▸ Activities
a: From the Ramadan article, reproduce everything from "Ramadan is typically" down to "of the fast.".
b: According to the Ramadan article, what did the Collin County Dawoodi Bohra community rent this year so that members could pray and share meals together?
c: Continue the Ramadan article from where it stops.

13 May 2021
Muslim communities throughout the world are observing Eid-ul-Fitr, which signifies the end of Ramadan. This year, Ramadan looked rather different than last year and previous years. Ramadan is considered a Holy Month in Islam and is observed by fasting from sunrise to sunset, along with acts of charity, selfless giving, prayer and self-reflection.
Ramadan is typically observed by Muslims, including Dawoodi Bohras living in Collin County and throughout the world with communal gatherings at a community center or Masjid (mosque) that include communal prayers and meals after the breaking of the fast.
Last year, during the peak of COVID-19, Dawoodi Bohras throughout the world followed in the same prayers, albeit virtually, from the safety of their homes. This year, with the Dawoodi Bohra Medical Committee working to connect community members to vaccine resources, a temporary hall was rented where community members could safely come together to pray and share meals together – keeping safety precautions a priority, especially mask wearing. Shk. Aliasger Rasheed, the President and Aamil (community leader) of the Collin County Dawoodi Bohra Community, said, “Our goal was to reconnect, come together as a community and create an environment that was safe and allowed us to pray together.”

▸ Stored data
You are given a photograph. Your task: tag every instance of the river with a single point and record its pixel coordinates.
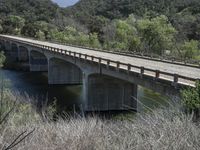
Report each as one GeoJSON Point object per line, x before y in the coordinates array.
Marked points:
{"type": "Point", "coordinates": [35, 84]}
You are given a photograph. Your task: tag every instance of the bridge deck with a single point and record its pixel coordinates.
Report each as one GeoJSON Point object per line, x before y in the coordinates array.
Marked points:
{"type": "Point", "coordinates": [187, 71]}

▸ Task-by-task answers
a:
Ramadan is typically observed by Muslims, including Dawoodi Bohras living in Collin County and throughout the world with communal gatherings at a community center or Masjid (mosque) that include communal prayers and meals after the breaking of the fast.

b: A temporary hall.

c:
This year, food was served via buffet system. Local community members volunteered to serve guests – wearing gloves and masks, taking utmost precautions – serving instead of individuals touching serving utensils. For those that were not vaccinated or did not feel comfortable, food was prepared and packed in to-go bags.
The Dawoodi Bohras of Collin County are in the process of building a Masjid in Collin County, and are aiming to receive their certificate of occupancy in July 2021.